**Given request:**
Repeat all of the items below word for word, leaving out the pictures.

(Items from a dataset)
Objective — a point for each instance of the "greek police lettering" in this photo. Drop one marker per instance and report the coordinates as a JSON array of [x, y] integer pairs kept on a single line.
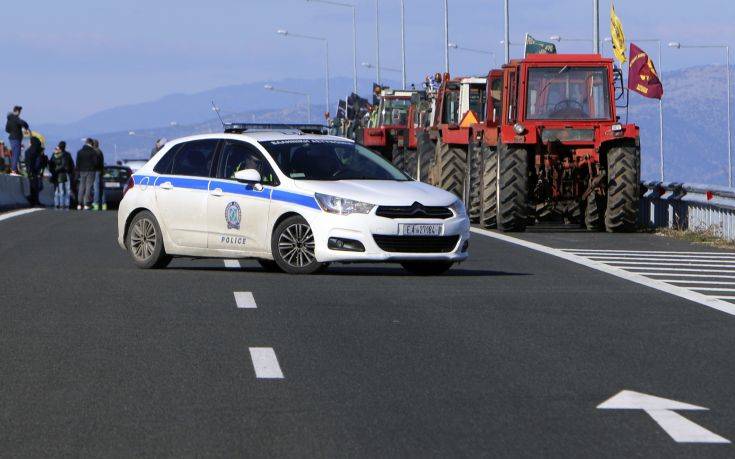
[[305, 141], [232, 240]]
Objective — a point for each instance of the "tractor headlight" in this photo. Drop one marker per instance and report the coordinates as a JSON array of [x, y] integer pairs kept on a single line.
[[458, 208], [342, 206]]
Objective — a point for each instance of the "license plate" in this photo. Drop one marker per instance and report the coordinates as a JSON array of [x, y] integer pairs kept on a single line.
[[419, 229]]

**Task output:**
Objective — a point for each instance of the "greek police lettering" in this photo. Drop one marker per instance and report the coordinates as a JSON array of [x, y] integer pairs kept on a single line.
[[305, 141], [232, 240]]
Objective — a point for each instance of the "tractor headlight" in this photo. Drop one marker per instance and report the coordinates as a JSON array of [x, y] integer pairs kept on a single line.
[[458, 208], [342, 206]]
Objective — a point for each instance of the "license plate" in this photo. Drop one marker per instance and report the coordinates as a JSON array of [x, y] integer pairs kept on a single line.
[[419, 229]]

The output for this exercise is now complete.